Goal of the exercise: Rewrite the lines starting with the line with "subject: blue sky" and going on through the line with "Give the mask of every instance of the blue", putting "open sky" in place of "blue sky" and leaving everything else as it is.

Entries from a dataset
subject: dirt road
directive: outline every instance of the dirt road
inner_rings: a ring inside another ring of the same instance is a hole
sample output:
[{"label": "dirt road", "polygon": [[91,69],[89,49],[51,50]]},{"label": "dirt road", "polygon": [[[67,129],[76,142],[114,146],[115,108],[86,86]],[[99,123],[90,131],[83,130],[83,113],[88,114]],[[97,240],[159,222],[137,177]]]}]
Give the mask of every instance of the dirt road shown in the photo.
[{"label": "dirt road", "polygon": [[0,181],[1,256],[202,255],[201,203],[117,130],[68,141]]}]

==

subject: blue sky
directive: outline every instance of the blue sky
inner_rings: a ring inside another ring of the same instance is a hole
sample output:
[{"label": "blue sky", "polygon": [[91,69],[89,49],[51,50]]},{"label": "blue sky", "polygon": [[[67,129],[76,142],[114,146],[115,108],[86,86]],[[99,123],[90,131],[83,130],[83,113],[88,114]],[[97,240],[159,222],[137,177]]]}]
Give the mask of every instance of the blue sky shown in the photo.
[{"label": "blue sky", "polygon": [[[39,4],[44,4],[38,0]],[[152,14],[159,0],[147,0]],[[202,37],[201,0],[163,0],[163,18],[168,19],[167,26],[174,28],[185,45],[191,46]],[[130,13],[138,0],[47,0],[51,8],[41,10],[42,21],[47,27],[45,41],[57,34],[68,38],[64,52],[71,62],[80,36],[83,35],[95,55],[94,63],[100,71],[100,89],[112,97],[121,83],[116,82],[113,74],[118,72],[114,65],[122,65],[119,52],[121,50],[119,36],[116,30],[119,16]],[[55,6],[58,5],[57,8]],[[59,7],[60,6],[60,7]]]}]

Task output:
subject: open sky
directive: outline every instance of the open sky
inner_rings: a ring inside another ring of the same instance is a hole
sample output:
[{"label": "open sky", "polygon": [[91,69],[89,49],[51,50]]},{"label": "open sky", "polygon": [[[67,129],[76,142],[114,146],[115,108],[86,86]],[[99,123],[90,131],[83,130],[83,113],[88,114]],[[97,240],[159,222],[137,177]]]}]
Give the mask of every instance of the open sky shown in the photo.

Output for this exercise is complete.